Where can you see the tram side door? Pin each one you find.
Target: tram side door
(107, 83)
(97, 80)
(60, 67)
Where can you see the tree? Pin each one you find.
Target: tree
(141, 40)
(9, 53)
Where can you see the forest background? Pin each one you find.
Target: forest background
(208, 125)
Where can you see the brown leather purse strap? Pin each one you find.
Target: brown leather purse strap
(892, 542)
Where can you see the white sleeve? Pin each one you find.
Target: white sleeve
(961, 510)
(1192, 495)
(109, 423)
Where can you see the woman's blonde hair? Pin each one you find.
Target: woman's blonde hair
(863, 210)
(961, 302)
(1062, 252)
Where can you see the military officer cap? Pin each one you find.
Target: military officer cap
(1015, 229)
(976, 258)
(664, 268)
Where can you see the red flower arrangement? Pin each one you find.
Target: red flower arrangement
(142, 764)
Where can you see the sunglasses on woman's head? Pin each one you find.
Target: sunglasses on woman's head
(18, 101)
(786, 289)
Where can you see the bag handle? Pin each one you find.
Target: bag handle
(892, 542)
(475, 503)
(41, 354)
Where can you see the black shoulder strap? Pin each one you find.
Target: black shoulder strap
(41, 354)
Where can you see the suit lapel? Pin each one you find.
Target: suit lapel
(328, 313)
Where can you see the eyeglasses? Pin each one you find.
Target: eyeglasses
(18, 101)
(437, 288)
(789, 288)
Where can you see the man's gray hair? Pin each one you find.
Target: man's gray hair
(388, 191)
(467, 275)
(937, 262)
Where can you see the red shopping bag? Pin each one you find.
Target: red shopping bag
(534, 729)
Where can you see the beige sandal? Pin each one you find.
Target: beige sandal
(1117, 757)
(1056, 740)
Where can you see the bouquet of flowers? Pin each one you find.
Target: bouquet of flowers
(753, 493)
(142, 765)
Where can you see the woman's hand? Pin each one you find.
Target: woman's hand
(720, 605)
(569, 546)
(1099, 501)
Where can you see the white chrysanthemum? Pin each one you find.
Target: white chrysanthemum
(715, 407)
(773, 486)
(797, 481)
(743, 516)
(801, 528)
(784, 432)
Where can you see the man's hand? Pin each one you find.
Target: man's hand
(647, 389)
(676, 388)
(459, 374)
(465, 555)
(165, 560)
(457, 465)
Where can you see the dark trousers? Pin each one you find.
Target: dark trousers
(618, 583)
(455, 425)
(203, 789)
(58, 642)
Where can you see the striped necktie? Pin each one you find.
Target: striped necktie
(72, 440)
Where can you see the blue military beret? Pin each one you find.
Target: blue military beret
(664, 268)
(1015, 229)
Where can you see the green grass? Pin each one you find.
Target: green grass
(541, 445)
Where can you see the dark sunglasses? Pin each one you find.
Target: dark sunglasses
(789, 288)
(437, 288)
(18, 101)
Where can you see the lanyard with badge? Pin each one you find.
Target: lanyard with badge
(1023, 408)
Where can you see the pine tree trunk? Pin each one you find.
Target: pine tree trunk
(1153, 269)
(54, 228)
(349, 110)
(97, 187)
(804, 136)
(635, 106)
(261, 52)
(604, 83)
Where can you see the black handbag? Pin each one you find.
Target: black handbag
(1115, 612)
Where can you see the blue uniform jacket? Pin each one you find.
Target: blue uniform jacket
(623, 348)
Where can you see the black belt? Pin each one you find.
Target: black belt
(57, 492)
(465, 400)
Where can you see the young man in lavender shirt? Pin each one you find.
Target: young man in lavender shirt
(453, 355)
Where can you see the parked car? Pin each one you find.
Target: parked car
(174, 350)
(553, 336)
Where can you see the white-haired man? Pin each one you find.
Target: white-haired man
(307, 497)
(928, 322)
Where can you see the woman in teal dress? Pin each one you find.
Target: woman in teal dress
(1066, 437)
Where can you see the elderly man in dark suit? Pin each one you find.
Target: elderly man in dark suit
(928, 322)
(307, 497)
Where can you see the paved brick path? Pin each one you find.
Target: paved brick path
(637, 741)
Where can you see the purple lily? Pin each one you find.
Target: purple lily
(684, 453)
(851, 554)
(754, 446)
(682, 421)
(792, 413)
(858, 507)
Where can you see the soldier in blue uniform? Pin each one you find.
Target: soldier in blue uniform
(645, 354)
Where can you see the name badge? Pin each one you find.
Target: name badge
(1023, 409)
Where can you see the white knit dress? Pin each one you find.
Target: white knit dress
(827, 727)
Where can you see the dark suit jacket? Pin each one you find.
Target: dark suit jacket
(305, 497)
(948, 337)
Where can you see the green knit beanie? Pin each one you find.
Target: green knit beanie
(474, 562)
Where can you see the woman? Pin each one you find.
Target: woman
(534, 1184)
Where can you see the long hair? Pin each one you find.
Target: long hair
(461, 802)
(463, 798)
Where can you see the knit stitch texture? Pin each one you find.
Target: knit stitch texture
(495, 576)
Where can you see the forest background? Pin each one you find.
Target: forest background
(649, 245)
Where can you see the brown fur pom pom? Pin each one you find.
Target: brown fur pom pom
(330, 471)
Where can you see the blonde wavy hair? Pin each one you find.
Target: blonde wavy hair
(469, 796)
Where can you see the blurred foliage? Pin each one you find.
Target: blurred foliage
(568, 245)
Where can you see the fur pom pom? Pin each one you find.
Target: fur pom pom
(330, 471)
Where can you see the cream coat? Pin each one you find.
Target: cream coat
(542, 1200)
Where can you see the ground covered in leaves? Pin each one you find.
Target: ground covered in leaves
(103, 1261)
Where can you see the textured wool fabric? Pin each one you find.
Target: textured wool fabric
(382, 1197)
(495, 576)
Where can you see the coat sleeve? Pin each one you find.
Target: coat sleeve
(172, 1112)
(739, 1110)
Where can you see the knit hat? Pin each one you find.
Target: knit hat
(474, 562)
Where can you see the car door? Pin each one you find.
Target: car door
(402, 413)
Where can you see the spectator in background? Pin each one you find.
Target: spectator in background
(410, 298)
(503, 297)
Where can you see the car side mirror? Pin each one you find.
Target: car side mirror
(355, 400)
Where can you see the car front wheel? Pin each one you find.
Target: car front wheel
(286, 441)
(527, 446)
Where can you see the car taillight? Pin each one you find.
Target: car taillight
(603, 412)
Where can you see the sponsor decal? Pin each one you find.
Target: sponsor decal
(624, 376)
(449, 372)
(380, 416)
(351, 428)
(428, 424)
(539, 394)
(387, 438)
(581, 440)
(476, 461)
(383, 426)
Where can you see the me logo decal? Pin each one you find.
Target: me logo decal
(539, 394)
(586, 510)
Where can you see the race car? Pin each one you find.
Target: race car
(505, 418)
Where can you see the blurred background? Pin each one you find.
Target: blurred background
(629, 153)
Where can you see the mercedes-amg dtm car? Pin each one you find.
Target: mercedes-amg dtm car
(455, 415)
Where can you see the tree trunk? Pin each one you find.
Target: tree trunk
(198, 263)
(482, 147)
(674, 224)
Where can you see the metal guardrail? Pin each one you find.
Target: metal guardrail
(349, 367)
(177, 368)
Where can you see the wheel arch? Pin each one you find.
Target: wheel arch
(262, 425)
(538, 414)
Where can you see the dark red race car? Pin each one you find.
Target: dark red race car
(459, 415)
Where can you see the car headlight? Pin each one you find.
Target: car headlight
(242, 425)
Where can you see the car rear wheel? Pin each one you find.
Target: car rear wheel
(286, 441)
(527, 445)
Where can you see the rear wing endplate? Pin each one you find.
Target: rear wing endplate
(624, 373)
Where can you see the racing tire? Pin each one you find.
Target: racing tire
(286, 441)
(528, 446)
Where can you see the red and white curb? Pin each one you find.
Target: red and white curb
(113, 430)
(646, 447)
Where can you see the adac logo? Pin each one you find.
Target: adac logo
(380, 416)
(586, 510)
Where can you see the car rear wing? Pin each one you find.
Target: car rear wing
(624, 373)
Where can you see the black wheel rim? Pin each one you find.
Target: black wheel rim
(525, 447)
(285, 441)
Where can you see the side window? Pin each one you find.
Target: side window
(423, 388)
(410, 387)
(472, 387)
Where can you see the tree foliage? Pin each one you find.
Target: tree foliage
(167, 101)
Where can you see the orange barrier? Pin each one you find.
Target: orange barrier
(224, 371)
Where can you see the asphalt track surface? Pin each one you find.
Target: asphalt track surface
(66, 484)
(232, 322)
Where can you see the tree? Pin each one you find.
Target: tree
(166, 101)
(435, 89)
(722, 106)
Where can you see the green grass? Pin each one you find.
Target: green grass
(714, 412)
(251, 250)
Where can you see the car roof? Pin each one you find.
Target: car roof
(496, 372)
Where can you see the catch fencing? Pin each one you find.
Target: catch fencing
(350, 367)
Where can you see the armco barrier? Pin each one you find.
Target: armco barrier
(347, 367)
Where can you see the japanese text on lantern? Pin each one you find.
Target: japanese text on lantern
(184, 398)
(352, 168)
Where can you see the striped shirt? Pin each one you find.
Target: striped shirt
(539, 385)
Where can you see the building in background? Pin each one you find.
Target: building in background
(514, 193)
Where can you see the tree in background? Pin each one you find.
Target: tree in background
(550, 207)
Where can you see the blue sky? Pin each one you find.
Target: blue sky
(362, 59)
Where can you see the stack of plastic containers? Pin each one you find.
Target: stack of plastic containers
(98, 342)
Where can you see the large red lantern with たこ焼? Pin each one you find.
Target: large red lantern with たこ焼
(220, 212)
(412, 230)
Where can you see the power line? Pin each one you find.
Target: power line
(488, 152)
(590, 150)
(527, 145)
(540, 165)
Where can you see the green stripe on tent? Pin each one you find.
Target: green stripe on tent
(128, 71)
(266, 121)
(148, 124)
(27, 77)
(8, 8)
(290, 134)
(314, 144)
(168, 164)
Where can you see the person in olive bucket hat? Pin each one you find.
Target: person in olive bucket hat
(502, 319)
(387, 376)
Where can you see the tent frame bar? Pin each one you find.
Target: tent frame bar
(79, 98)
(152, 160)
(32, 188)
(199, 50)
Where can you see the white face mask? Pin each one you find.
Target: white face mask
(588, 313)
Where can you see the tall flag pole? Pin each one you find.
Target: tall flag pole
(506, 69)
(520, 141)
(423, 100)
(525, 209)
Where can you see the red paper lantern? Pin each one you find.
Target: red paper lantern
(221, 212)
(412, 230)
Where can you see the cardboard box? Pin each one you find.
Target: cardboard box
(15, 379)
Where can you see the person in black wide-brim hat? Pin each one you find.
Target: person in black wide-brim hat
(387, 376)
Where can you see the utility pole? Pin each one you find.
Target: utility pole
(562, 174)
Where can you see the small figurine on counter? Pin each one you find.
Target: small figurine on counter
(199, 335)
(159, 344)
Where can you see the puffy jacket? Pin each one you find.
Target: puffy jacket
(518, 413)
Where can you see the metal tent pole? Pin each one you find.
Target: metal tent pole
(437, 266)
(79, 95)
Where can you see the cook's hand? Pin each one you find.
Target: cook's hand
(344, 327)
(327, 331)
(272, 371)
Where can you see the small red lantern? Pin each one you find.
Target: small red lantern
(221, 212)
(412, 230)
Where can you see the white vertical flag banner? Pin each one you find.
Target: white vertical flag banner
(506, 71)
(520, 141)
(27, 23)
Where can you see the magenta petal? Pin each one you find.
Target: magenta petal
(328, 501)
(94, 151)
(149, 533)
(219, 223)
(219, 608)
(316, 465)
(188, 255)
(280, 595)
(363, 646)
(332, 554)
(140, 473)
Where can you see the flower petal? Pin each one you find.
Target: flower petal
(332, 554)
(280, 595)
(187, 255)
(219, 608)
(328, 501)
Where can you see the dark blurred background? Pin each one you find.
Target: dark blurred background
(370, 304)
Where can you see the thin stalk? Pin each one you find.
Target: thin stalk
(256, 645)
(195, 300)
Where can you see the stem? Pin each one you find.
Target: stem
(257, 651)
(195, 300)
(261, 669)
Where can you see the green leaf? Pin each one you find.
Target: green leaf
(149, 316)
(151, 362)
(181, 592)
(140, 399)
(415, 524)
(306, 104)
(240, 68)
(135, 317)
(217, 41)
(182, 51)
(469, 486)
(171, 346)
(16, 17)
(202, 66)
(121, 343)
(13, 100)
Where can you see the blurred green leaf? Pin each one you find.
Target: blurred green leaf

+ + + + + + +

STATED TASK » Give everything in the data above, from the line containing "Where can you see the woman in" down to the line containing "(1023, 409)", both included, as a Markdown table with two columns, Number and Entry. Each row holds a running row number and one line, and blank lines are omitted.

THE RESULT »
| Number | Entry |
|---|---|
| 1 | Where can you see the woman in teal dress? Pin each one you find. |
| 2 | Target: woman in teal dress |
| 3 | (1066, 437) |
| 4 | Where can you see the elderly man in dark suit? Pin each one you find. |
| 5 | Target: elderly man in dark suit |
| 6 | (928, 322) |
| 7 | (307, 497) |
| 8 | Where can you see the paved brick path? Pin each one you find. |
| 9 | Target: paved brick path |
| 10 | (637, 741) |
| 11 | Where can you see the purple lily? Pin each one you find. |
| 12 | Target: purple lily |
| 13 | (684, 453) |
| 14 | (851, 554) |
| 15 | (754, 446) |
| 16 | (682, 421) |
| 17 | (792, 413) |
| 18 | (858, 507) |
| 19 | Where can you see the soldier in blue uniform? Pin each one you find. |
| 20 | Target: soldier in blue uniform |
| 21 | (645, 354) |
| 22 | Where can you see the name badge? Pin each one you find. |
| 23 | Target: name badge |
| 24 | (1023, 409) |